▶ [Problem statement]: Using the data below, count the lines where "negative" appears, and answer with the number alone.

▶ [Provided entries]:
------------------------------------------------------------

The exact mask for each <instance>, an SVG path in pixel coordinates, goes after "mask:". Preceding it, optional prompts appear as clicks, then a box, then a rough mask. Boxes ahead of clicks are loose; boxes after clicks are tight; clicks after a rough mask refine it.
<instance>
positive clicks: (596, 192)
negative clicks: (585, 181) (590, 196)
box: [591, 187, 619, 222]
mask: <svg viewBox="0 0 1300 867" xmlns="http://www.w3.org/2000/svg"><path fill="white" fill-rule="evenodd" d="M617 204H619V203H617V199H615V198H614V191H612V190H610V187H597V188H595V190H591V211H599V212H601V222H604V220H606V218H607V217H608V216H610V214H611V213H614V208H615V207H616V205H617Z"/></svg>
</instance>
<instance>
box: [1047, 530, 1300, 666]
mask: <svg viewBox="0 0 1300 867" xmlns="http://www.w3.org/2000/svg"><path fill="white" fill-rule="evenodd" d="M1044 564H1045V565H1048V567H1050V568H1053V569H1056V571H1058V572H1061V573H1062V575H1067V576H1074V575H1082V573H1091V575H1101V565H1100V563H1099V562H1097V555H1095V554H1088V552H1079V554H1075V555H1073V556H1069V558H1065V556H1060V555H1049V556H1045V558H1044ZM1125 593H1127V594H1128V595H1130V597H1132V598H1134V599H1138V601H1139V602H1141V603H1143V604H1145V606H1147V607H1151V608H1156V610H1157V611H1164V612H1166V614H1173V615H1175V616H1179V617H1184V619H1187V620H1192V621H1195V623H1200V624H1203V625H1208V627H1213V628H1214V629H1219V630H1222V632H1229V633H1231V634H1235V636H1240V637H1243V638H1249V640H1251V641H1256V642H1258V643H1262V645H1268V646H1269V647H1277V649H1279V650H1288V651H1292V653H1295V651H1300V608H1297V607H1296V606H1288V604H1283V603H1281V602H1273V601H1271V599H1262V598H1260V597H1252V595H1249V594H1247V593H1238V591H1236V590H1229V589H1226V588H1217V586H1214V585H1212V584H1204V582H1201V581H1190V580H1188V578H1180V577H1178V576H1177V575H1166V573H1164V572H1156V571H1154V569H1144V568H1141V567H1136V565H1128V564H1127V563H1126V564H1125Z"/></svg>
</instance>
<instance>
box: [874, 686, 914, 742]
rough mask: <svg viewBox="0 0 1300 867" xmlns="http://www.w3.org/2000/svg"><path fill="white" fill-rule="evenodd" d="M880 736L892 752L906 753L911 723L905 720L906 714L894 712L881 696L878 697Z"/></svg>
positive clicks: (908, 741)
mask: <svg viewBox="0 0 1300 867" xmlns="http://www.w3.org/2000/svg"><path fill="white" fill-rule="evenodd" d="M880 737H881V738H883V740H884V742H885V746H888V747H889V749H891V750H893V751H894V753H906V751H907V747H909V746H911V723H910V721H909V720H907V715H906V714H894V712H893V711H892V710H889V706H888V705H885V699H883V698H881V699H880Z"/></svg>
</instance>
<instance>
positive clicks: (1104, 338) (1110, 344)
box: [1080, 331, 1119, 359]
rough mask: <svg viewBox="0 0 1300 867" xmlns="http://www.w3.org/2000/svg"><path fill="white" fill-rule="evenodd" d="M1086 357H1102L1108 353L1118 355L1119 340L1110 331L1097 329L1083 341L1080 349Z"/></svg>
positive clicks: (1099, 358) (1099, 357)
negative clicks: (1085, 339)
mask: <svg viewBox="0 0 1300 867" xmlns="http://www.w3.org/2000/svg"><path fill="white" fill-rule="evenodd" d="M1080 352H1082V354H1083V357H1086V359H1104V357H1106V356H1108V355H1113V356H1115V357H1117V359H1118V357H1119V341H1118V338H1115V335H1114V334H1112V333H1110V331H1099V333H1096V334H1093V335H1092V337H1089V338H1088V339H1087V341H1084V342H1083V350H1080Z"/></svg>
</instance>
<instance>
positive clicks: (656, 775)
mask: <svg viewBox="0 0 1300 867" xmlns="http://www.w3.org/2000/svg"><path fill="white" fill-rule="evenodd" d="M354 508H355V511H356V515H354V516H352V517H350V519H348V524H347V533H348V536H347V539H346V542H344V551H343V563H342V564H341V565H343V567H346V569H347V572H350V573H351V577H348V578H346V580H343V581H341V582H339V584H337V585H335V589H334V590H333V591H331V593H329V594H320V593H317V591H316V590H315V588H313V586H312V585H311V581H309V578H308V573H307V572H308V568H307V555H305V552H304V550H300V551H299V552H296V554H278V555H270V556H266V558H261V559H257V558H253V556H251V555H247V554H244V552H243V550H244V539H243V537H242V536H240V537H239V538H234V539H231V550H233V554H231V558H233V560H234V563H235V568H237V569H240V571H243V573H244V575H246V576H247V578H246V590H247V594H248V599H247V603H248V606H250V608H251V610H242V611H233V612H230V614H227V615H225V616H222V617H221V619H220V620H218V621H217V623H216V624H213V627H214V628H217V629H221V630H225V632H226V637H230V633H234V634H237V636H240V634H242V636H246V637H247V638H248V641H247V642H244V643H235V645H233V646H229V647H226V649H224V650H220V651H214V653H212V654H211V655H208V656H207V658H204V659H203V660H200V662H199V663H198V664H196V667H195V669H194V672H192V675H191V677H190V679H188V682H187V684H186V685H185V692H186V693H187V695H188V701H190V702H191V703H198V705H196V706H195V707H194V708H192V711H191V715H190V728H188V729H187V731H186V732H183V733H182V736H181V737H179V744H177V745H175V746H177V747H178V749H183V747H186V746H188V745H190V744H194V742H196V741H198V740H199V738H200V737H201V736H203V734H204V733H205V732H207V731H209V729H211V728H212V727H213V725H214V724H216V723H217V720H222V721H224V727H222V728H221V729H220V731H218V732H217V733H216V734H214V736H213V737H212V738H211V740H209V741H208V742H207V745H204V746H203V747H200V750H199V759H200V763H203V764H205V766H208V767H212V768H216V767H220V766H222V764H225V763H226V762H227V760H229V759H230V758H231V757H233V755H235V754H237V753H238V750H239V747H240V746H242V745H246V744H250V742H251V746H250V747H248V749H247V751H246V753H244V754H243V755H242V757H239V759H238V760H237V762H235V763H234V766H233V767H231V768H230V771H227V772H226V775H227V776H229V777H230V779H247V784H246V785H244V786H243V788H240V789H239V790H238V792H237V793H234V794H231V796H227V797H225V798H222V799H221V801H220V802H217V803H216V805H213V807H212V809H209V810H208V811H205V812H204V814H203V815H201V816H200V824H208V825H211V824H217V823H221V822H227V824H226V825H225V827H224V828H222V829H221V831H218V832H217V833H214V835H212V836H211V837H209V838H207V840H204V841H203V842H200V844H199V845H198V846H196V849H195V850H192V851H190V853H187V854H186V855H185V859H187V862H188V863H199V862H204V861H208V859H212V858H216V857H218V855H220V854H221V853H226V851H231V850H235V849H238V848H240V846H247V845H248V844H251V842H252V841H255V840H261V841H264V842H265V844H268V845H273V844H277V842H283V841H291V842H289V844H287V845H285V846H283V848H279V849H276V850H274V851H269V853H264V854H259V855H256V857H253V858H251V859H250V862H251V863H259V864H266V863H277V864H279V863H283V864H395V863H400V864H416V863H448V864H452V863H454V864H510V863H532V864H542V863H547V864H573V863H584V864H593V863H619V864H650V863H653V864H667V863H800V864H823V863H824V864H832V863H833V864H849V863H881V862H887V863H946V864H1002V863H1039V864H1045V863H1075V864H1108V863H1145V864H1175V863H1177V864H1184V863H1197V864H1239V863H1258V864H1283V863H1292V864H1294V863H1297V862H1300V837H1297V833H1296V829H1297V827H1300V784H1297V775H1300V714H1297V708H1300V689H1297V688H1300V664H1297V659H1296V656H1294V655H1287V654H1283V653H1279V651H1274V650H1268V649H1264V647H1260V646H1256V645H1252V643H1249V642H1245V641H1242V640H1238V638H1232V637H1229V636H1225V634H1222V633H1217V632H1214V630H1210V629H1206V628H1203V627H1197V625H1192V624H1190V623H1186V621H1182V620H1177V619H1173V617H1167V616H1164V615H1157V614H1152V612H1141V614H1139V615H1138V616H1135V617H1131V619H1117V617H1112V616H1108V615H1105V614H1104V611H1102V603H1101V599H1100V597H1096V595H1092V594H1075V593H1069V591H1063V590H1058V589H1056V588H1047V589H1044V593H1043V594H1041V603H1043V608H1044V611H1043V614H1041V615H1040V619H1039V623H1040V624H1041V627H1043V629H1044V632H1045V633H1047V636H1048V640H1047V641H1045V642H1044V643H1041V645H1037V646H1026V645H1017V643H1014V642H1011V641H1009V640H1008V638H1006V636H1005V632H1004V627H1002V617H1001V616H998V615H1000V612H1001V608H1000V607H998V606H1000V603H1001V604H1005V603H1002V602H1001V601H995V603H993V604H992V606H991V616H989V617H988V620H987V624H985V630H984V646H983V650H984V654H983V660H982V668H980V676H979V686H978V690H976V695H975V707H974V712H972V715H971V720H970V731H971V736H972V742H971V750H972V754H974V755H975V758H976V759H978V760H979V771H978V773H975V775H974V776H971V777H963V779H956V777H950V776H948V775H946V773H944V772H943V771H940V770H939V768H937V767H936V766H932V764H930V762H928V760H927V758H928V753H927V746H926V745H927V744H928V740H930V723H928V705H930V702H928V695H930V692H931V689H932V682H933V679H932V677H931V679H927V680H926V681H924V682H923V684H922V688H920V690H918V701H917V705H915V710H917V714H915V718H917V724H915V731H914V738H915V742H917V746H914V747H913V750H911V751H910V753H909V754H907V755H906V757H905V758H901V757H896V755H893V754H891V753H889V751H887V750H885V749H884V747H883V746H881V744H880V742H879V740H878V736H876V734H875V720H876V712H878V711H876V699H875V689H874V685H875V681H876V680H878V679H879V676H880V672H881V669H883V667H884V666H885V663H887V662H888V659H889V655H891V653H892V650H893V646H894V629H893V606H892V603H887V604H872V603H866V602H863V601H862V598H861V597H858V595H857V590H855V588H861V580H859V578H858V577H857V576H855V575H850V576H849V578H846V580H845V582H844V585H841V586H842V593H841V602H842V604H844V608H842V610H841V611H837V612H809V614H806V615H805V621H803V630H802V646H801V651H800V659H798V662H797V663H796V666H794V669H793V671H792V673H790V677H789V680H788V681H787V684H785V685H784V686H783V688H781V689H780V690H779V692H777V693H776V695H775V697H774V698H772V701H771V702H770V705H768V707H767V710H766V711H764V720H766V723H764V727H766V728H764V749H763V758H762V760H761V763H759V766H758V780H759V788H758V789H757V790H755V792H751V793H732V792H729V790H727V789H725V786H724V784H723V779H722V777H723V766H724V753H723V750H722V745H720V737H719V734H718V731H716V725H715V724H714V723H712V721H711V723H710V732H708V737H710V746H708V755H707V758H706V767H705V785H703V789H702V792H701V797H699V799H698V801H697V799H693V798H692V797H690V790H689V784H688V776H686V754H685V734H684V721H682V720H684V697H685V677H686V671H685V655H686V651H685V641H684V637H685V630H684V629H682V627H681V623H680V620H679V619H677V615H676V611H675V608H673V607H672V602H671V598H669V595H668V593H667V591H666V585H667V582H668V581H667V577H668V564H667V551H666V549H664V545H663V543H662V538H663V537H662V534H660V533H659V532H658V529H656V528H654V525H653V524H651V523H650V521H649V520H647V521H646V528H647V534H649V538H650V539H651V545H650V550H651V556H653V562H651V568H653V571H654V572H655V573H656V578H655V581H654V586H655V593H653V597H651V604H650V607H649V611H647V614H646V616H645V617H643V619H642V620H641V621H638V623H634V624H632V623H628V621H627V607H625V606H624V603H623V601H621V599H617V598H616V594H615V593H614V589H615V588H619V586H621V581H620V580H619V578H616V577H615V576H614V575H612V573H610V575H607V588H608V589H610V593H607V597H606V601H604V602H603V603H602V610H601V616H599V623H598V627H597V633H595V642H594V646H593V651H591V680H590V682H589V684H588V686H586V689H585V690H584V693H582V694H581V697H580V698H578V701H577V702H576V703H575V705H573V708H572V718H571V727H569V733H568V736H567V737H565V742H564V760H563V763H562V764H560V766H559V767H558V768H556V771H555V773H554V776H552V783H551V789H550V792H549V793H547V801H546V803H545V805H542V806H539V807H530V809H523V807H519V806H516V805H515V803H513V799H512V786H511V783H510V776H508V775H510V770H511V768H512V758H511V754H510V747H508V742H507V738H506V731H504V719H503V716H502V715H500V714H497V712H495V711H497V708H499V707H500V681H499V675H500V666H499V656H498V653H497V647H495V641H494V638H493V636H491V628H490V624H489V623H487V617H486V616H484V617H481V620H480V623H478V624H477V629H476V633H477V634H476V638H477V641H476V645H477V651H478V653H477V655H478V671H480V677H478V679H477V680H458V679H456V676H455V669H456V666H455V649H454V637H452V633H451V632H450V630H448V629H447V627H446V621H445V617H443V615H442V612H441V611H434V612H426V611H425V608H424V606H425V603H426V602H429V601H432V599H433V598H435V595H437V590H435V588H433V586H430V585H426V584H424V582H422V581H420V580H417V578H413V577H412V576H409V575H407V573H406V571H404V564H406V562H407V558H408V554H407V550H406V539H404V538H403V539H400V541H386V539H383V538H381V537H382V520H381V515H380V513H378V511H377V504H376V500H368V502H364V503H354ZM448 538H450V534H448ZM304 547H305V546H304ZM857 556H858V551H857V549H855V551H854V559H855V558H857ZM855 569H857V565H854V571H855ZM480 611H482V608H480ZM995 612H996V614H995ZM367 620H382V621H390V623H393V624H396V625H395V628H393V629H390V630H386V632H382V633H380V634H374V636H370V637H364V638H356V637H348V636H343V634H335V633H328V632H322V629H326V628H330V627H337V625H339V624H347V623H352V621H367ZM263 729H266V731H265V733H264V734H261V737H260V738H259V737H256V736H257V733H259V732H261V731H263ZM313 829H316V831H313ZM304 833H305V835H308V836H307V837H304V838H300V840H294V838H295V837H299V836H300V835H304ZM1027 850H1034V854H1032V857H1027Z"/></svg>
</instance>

------------------------------------------------------------

▶ [Written reply]: 2